WORK INSTRUCTIONS:
Count the lines in the material below that contain the word "textured". Give only the number.

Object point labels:
###

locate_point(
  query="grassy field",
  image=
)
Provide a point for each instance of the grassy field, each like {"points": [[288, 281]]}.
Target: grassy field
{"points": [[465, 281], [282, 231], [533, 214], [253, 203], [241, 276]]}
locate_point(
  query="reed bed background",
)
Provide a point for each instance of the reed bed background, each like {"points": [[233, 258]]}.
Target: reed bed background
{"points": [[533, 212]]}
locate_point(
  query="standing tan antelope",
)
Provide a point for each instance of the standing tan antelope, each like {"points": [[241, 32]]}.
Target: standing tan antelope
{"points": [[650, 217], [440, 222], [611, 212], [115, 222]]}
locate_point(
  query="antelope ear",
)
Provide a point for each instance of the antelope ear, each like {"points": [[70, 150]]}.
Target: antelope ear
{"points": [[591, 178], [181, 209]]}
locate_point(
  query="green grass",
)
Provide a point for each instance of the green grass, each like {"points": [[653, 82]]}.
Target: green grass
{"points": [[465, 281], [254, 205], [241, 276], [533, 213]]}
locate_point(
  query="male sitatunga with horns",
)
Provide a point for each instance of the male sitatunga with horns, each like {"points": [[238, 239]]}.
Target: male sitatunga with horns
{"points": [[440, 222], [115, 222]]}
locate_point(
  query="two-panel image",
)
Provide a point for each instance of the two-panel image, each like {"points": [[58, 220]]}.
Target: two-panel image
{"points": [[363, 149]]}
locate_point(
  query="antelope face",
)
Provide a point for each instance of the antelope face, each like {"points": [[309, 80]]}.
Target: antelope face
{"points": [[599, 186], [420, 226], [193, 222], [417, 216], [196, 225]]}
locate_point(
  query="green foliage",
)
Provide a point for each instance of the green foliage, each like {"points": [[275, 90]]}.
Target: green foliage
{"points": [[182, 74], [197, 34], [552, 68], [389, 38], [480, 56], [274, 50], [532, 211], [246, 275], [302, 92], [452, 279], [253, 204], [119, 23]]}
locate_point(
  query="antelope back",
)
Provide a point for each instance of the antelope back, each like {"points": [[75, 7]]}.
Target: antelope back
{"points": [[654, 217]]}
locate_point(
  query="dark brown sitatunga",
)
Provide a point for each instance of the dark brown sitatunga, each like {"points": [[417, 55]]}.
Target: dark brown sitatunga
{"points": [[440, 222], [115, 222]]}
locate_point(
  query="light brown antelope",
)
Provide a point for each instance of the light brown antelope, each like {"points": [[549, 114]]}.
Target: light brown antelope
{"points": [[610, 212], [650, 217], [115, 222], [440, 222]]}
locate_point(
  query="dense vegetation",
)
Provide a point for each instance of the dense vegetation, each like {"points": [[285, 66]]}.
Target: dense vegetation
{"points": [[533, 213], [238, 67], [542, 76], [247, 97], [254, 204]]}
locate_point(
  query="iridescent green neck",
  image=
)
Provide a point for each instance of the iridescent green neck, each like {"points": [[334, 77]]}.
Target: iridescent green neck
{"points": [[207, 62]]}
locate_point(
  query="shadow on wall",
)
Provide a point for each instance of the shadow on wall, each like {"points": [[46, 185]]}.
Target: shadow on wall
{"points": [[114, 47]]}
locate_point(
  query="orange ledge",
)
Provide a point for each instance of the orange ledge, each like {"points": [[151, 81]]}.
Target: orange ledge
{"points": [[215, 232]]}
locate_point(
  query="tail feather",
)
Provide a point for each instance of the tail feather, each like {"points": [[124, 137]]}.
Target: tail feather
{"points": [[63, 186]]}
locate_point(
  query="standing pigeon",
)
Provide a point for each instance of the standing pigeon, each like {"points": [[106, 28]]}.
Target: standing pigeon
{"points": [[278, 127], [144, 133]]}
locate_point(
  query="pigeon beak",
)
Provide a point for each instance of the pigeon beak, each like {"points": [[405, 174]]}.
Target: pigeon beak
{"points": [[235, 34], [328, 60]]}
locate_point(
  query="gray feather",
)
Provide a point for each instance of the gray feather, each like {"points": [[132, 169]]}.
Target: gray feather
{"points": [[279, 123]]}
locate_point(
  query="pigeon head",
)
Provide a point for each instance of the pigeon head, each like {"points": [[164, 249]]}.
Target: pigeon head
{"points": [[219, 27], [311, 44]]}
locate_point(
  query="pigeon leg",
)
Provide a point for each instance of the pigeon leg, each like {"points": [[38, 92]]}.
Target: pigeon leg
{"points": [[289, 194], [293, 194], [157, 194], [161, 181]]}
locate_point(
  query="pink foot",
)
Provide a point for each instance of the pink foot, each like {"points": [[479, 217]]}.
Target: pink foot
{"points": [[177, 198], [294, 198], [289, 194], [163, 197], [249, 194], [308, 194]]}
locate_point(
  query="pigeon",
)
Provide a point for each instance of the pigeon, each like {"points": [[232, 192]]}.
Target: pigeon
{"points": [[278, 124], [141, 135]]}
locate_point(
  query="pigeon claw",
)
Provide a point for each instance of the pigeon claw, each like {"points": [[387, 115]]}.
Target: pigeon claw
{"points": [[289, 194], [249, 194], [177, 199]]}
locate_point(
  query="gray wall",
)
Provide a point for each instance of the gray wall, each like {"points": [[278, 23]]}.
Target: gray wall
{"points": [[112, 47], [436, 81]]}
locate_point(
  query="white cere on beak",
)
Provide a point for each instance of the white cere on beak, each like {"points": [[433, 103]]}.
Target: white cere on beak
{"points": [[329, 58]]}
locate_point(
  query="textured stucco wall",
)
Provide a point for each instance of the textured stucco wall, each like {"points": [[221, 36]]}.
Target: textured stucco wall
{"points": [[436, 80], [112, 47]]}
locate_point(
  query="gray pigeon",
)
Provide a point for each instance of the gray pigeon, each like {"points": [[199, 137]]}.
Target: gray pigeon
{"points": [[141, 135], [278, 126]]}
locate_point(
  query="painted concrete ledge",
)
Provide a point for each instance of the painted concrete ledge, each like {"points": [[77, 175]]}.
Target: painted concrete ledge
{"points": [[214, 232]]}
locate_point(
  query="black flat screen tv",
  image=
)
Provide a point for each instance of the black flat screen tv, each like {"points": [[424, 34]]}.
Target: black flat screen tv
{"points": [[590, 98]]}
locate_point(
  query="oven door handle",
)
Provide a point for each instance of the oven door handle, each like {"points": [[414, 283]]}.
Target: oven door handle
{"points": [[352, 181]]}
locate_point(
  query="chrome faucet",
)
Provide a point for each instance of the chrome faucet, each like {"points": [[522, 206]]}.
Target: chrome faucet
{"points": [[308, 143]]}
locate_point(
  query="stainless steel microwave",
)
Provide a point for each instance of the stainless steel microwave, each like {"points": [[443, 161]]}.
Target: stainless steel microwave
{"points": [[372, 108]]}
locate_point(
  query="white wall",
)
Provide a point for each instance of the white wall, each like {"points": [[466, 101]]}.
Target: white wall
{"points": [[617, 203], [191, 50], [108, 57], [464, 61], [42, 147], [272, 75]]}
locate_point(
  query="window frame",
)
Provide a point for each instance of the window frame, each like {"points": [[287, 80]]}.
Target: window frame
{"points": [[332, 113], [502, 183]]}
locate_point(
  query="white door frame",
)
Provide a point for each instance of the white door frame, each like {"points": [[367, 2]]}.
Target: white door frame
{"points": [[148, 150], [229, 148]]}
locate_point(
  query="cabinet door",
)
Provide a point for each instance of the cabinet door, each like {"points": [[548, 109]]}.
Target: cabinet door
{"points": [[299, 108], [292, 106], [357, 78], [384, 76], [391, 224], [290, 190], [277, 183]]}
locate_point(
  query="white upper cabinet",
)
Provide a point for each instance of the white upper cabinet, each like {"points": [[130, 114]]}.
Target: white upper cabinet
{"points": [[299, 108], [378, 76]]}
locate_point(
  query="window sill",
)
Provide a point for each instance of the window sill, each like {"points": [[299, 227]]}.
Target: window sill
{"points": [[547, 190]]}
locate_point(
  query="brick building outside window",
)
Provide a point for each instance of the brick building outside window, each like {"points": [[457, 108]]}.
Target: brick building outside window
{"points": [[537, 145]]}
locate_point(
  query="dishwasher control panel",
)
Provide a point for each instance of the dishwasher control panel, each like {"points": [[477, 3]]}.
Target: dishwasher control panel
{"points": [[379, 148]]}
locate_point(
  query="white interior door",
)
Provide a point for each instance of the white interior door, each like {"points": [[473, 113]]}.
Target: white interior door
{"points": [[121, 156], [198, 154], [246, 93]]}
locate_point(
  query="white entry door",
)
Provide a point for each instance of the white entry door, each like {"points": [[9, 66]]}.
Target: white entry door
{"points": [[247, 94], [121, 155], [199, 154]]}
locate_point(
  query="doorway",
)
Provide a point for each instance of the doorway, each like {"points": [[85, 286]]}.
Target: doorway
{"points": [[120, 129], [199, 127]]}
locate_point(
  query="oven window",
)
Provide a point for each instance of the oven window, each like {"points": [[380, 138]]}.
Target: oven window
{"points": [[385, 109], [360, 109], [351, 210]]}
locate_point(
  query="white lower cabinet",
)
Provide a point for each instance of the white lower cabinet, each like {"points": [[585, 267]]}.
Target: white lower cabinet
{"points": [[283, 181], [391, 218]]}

###

ANSWER FOR THIS EXERCISE:
3